### SEITE
· · ·
Das sind alles sehr subjektive Eindrücke  .. die sind für den einzelnen in jedem Fall wichtig, für mich auch. Allgemeine Qualitätsmerkmale sind für mich bei ner Mecha:



Tastendruckpunkt bzw. Switch
Tastaturgewicht (ich mags generell eher "schwerer", gibt schonmal ein Wertigkeitsgefühl)
Spaltmaße
Kabelverarbeitung (Kabeldicke, Flexibilität, Haltbarkeit)
Keycapverarbeitung und Beschriftung
Allgemeiner Komfort (Schreibgefühl, Haptik)


generell hab ich inwzwischen für mich eh das Gefühl das ich mir nicht die Tastatur aussuche, sondern das die Tastatur mich aussucht  .. du weist einfach wenn du die richtige vor dir liegen hast (sofern man eben schon bisschen Erfahrung hat auf dem Gebiet). Um aber mal auf den Punkt zu kommen .. eben diese Erfahrung mit Tastaturen führt dazu das die BWU eher ne Einsteigermecha ist, weil niemand gerne "downgraded"  .. das heißt für mich .. wer einmal ne höherwertigere Tastatur versuchen konnte, wird meiner Meinung nach mit der BWU nicht mehr glücklich werden


----------



## gh0st76 (19. April 2012)

Die BWU ist wirklich nicht schlecht. Aber selbst im direkten Vergleich mit meiner kleinen Déck verliert die von der Qualität. Das fängt bei dem Gehäuse an. An den Switches ist ja nichts auszusetzen und auch sonst ist die BWU wirklich eine gute Tastatur.


----------



## Aks-ty (19. April 2012)

Ich würde niemals bestreiten das es keine besseren Tastaturen gibt^^ allerdings muss man auch die Preise beachten ich finde 130 euro aufwärts für eine Tastatur schon ganz schön happig wenn man es mal so betrachtet^^ Hier gild das freie Motto gute sachen kosten gutes Geld 
Ich bin zufrieden mit der BWU 100%ig gibt es bessere Tastaturen allerdings kommt man dann in Preisbereiche wofür sich andere Leute CPU´s oder Grakas kaufen^^ man muss halt immer das Gesamtbild beachten und ich denke das die BWU da nicht schlecht abschneiden wird. Besser geht immer aber es geht auch wesentlich schlechter


----------



## conspiracy (19. April 2012)

Aks-ty schrieb:


> Ich würde niemals bestreiten das es keine besseren Tastaturen gibt^^ allerdings muss man auch die Preise beachten ich finde 130 euro aufwärts für eine Tastatur schon ganz schön happig wenn man es mal so betrachtet^^ Hier gild das freie Motto gute sachen kosten gutes Geld
> Ich bin zufrieden mit der BWU 100%ig gibt es bessere Tastaturen allerdings kommt man dann in Preisbereiche wofür sich andere Leute CPU´s oder Grakas kaufen^^ man muss halt immer das Gesamtbild beachten und ich denke das die BWU da nicht schlecht abschneiden wird. Besser geht immer aber es geht auch wesentlich schlechter


 
Damit hast du vollkommen recht  .. bei mir ist eben inzwischen das Problem das ich Blut geleckt habe, das kann dann leider auch bisschen Teuer werden  Es geht mir auch nicht um Prestige, zum Beispiel zu sagen - Mensch ich hab ne Tastatur für 150 Öcken - oder so, es ist wirklich das einfachste was eine Tastatur einem gibt und was mir wirklich am wichtigsten ist, komfortables und "erholsames" schreiben, ein Wohlfühlen, und damit tu ich mir was gutes  .. für mehr Qualität muss natürlich mehr gezahlt werden, dass ist klar.
· · ·
### BEREITGESTELLTE DATENSÄTZE
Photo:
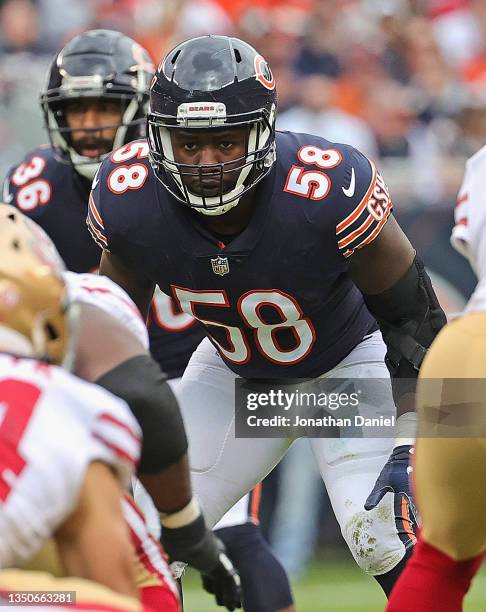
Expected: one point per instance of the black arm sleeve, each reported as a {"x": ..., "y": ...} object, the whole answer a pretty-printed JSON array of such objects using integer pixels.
[
  {"x": 140, "y": 382},
  {"x": 409, "y": 316}
]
· · ·
### ÜBUNGSAUFGABE
Ab welchem Preis empfindet Aks-ty in der Forumsdiskussion über die BWU eine Tastatur als ziemlich happig? Die Datensätze spielen hierfür keine Rolle.

### KORREKTE AUSGABE
Ab 130 Euro aufwärts.